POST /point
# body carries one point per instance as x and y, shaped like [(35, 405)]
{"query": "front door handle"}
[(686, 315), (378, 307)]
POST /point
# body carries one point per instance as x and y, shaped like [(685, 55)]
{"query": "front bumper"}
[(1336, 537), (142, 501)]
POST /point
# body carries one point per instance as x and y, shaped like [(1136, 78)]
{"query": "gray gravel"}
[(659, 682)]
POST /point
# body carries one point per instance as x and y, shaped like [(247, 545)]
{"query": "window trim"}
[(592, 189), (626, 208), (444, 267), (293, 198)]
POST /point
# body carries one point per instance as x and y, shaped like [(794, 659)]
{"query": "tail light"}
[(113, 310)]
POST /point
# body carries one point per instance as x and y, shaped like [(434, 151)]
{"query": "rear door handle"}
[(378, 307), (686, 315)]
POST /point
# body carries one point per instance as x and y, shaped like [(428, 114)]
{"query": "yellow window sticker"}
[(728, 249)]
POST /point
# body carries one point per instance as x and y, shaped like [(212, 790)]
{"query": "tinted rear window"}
■ ■ ■ ■ ■
### REQUIRED WORK
Could you turn every line of the records above into a numbered list, leaving out any blank lines?

### COMPLETED TASK
1. POST /point
2. # body carries one point per instance as x and y, shaped like [(35, 405)]
3. {"query": "front door handle"}
4. [(686, 315), (378, 307)]
5. POST /point
6. # body carries one point per instance as x and y, shaped like [(685, 55)]
7. {"query": "front bumper"}
8. [(1336, 537), (142, 501)]
9. POST /point
10. # body carries one point per instance as x and y, shaped like [(1136, 78)]
11. {"query": "gray gravel"}
12. [(659, 682)]
13. POST /point
14. # body carries one point per instance as x and y, shaped like [(247, 545)]
15. {"query": "window trim"}
16. [(592, 189), (626, 208), (444, 267), (293, 198)]
17. POST /point
18. # body carries one point per instance as x and y, shaped like [(794, 659)]
19. {"query": "tail light"}
20. [(113, 310)]
21. POST /point
22. # body carries one point per instance as x and y, shaped like [(434, 151)]
23. {"query": "rear door handle"}
24. [(378, 307), (686, 315)]
25. POST /point
26. # body carries one point per instance as x and y, shaped like [(428, 114)]
27. {"query": "yellow window sticker"}
28. [(728, 249)]
29. POST /point
30. # body carries one point per instance as x and y, shaped like [(212, 790)]
31. {"query": "tinted rear window"}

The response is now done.